Exercise prompt - Rewrite the lines below, swapping "syntax" for "format" wherever it occurs and leaving everything else untouched.

----- Records to use

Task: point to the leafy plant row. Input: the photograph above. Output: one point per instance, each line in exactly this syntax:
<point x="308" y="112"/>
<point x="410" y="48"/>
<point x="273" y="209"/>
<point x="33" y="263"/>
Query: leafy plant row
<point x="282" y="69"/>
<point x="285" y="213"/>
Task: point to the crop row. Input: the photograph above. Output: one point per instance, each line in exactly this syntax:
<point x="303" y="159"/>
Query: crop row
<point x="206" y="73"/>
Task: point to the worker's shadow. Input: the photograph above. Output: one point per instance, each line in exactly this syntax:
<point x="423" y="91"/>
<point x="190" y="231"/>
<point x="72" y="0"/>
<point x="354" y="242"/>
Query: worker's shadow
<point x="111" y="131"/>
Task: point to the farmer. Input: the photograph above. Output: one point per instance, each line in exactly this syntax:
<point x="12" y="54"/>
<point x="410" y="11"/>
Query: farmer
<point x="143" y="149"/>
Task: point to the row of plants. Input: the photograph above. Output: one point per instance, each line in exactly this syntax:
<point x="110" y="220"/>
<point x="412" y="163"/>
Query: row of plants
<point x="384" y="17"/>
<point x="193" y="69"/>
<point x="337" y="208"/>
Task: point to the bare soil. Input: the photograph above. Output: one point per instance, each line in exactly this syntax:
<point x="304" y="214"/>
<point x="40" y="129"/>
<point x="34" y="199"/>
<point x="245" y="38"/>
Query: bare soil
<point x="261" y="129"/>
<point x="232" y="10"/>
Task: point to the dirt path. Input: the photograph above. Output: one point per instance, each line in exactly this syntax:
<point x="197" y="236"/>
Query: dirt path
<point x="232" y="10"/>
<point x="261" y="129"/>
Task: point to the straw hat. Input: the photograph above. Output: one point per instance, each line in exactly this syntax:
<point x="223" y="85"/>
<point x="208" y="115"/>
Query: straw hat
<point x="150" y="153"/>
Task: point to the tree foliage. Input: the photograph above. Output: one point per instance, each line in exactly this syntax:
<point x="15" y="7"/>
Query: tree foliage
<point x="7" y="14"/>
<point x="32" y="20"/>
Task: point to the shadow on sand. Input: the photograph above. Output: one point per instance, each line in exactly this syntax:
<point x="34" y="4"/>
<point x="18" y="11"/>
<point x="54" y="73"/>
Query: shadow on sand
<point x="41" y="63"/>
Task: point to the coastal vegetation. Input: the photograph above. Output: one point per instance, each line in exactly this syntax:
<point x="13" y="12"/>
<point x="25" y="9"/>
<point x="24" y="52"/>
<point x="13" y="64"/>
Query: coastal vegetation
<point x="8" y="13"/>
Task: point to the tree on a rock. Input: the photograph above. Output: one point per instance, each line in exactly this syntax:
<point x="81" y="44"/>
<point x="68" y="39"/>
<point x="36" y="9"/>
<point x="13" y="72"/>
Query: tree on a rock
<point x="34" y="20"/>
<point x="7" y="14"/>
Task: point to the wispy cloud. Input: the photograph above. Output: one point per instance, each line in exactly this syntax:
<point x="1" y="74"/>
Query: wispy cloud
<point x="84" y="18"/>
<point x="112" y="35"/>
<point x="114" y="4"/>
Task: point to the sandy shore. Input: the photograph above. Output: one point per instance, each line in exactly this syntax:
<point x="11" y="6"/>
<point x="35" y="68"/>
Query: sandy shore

----------

Output -
Task: point to the leafy plant row. Input: the photograph above. Output: one point per instance, each line in exactly this format:
<point x="308" y="112"/>
<point x="410" y="48"/>
<point x="273" y="209"/>
<point x="33" y="263"/>
Query: leafy plant row
<point x="282" y="69"/>
<point x="285" y="213"/>
Task: point to the crop row. Input: the photograph above. Output: one point per instance, each line in exactly this format:
<point x="303" y="159"/>
Query: crop row
<point x="206" y="73"/>
Task: point to the worker's shadow. Input: the photograph above. Output: one point per instance, each line in exactly this format:
<point x="423" y="91"/>
<point x="190" y="231"/>
<point x="72" y="0"/>
<point x="354" y="242"/>
Query: worker's shadow
<point x="111" y="131"/>
Task: point to the farmer. Input: the photograph above. Output: one point per instance, each line in exactly this format:
<point x="12" y="54"/>
<point x="410" y="11"/>
Query: farmer
<point x="143" y="149"/>
Task: point to the row of plants. Input: the photograph above. Output: one point per instance, each line in exactly this format:
<point x="110" y="220"/>
<point x="412" y="163"/>
Query: row of plants
<point x="384" y="17"/>
<point x="193" y="69"/>
<point x="337" y="208"/>
Task: point to the bare soil. Input: the photograph above. Output: one point per instance, each line in exactly this format:
<point x="304" y="214"/>
<point x="40" y="129"/>
<point x="34" y="199"/>
<point x="245" y="38"/>
Query: bare soil
<point x="261" y="129"/>
<point x="232" y="10"/>
Task: point to the dirt path. Input: the photograph above. Output: one point per instance, each line in exactly this format:
<point x="197" y="236"/>
Query: dirt path
<point x="232" y="10"/>
<point x="261" y="129"/>
Task: point to the straw hat. Input: the photograph above. Output: one point per instance, each line in exactly this format:
<point x="223" y="85"/>
<point x="208" y="115"/>
Query: straw hat
<point x="150" y="153"/>
Task: point to the tree foliage. Input: the photograph above. Output: one point per instance, each line in exactly this format:
<point x="15" y="7"/>
Query: tree foliage
<point x="7" y="14"/>
<point x="32" y="20"/>
Task: point to the shadow on sand. Input: the photograph above. Output: one point per instance, each line in exactly this format:
<point x="34" y="4"/>
<point x="18" y="11"/>
<point x="54" y="73"/>
Query: shadow on sand
<point x="41" y="63"/>
Task: point to the coastal vegetation. Input: the photograph above. Output: one point per instance, each line in exactly this format:
<point x="13" y="12"/>
<point x="25" y="9"/>
<point x="24" y="52"/>
<point x="13" y="64"/>
Query: coastal vegetation
<point x="8" y="13"/>
Task: point to the tree on a rock. Input: the photograph above. Output: one point per instance, each line in exactly this format:
<point x="81" y="44"/>
<point x="68" y="39"/>
<point x="36" y="9"/>
<point x="13" y="72"/>
Query: tree on a rock
<point x="34" y="20"/>
<point x="7" y="14"/>
Task: point to the wispy cloud. Input: the photograph above. Output: one point per instance, each line in exactly this format:
<point x="1" y="74"/>
Query: wispy cloud
<point x="84" y="18"/>
<point x="112" y="35"/>
<point x="114" y="4"/>
Task: point to the sandy shore. Input: the photograph above. Output: one point per instance, each line in exactly this format:
<point x="11" y="6"/>
<point x="35" y="68"/>
Query: sandy shore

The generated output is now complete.